My worst bad trade ever is TPH down 65% to date not including dividends (bought in Sept/Oct/2014, so not sure it qualifies).

Also bought some BBL around that time and it's down by almost 39% but that doesn't bother me in the least because it's a dominant player in a cyclical industry that just happens to be down right now and I think it is in far better shape to weather it out than the smaller players are, (also I think it might qualify as a dividend aristocrat if that counts for anything).

Bought some BT on the same day and it seems to move opposite to BBL most days, it's up about 14% currently.


----------



## lonewolf (Jun 12, 2012)

In the book Market Wizards by Jack Swager the edition I read I think it was all of the traders, if it wasn't all it was most of the traders in the book when they started out lost their entire accounts some more then once. Then they had to go back & figure out a method that worked. Then they went on to be the market wizards.


----------



## Ag Driver (Dec 13, 2012)

Bought TA.TO back in 2013. Down 52% on 100 shares. Thankfully it was one of my very first purchases when I started learning -- so only out just shy of $900. The red brick of turd keeps sinking. I think I will keep holding.

G.TO keeps getting hammered, but I would like to keep adding to that position. Down 33% on 250 shares for G.TO, so the portfolio fluctuates quite a bit on the daily!


----------



## Getafix (Dec 29, 2014)

This thread makes me wonder, day/swing traders never trade without a stop loss. Would it be a good idea to set stop losses on your long-term holds as well? At least that way you won't be in for any nasty surprises & will only lose to your level of tolerance.


----------



## lonewolf (Jun 12, 2012)

Getafix if there is a stop in place the sell order might not catch a bid any where near where the stop loss is placed i.e., the flash crash. Of course on an ETF like the spy most of the time it will get you out without to much slippage.


----------



## larry81 (Nov 22, 2010)

But why trade when i can simply index and make a YTD return of 9.61% with a relatively conservative portfolio and enjoy life with others activities like knitting ?


----------



## Moneytoo (Mar 26, 2014)

And where is fun in that?  Besides, our biggest winners (NFI +25% and XTC +20%, not including dividends) are not part of VCE - while all our biggest losers are..


----------



## Ag Driver (Dec 13, 2012)

larry81 said:


> But why trade when i can simply index and make a YTD return of 9.61% with a relatively conservative portfolio and enjoy life with others activities like knitting ?

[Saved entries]
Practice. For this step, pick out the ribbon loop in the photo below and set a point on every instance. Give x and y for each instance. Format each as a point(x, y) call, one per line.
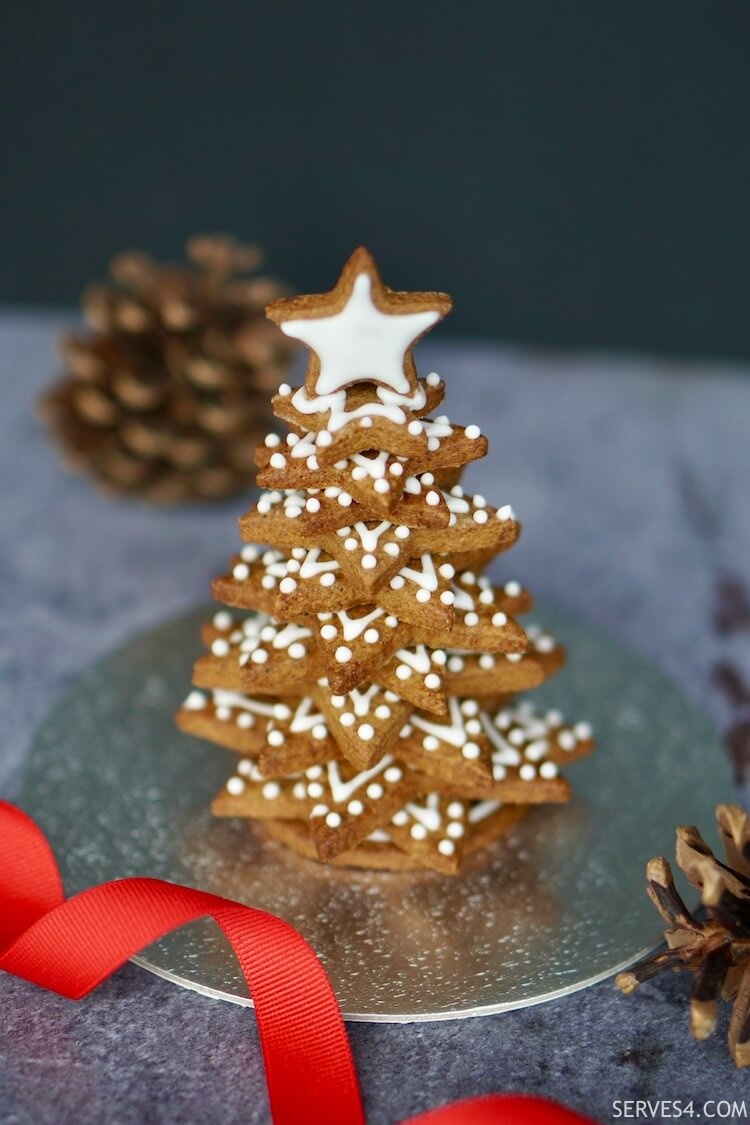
point(71, 945)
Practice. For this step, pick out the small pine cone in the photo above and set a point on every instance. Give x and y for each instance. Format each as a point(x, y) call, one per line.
point(168, 394)
point(714, 947)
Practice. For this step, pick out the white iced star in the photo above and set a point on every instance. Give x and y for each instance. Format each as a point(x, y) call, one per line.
point(360, 343)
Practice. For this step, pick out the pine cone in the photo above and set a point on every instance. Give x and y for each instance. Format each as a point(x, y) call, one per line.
point(166, 397)
point(716, 950)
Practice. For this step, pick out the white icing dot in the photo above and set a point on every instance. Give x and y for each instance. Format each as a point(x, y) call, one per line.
point(536, 749)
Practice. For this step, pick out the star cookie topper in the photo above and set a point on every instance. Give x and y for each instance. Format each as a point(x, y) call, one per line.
point(361, 331)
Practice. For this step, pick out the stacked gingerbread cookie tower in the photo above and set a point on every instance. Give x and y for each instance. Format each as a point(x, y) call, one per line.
point(370, 693)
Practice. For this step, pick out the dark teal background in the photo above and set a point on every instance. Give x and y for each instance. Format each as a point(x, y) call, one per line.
point(574, 173)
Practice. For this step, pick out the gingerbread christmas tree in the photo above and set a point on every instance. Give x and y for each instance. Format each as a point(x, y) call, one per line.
point(371, 692)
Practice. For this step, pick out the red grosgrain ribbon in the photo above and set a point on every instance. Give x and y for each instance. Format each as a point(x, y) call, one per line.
point(71, 945)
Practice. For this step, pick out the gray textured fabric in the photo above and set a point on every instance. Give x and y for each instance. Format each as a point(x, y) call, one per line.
point(632, 480)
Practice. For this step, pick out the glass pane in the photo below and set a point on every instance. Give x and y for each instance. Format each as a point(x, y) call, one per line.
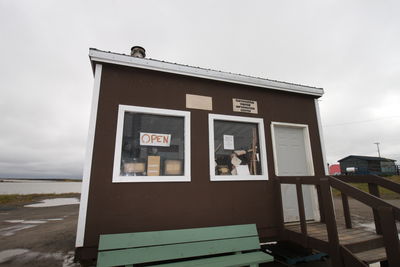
point(236, 148)
point(152, 145)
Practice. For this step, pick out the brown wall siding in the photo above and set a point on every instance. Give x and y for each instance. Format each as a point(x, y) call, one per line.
point(129, 207)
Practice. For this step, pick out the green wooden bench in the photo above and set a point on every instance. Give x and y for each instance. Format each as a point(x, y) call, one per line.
point(236, 245)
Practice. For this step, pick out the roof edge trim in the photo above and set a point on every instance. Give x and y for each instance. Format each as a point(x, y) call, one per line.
point(125, 60)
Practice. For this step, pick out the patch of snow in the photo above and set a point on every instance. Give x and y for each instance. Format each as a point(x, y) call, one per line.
point(39, 187)
point(7, 255)
point(26, 222)
point(9, 231)
point(14, 221)
point(55, 219)
point(54, 202)
point(33, 222)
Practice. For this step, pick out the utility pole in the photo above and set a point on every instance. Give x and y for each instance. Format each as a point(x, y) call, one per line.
point(377, 145)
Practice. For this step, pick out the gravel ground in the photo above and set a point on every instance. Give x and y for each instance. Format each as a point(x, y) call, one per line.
point(45, 236)
point(38, 236)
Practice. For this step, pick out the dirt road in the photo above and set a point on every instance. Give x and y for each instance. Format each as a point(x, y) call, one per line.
point(45, 236)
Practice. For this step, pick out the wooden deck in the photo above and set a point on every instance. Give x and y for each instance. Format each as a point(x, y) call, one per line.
point(366, 245)
point(346, 236)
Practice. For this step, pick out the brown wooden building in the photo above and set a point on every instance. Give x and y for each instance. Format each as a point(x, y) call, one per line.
point(172, 146)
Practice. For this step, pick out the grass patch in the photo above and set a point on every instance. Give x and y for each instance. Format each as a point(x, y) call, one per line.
point(17, 199)
point(385, 193)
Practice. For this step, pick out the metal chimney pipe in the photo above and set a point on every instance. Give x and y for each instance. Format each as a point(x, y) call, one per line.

▸ SHORT TASK:
Quote the passage of the forum thread on losing stock trades, starting with "## Moneytoo (Mar" and going on through "biggest losers are..".

▸ OUTPUT OF THE TASK:
## Moneytoo (Mar 26, 2014)

And where is fun in that?  Besides, our biggest winners (NFI +25% and XTC +20%, not including dividends) are not part of VCE - while all our biggest losers are..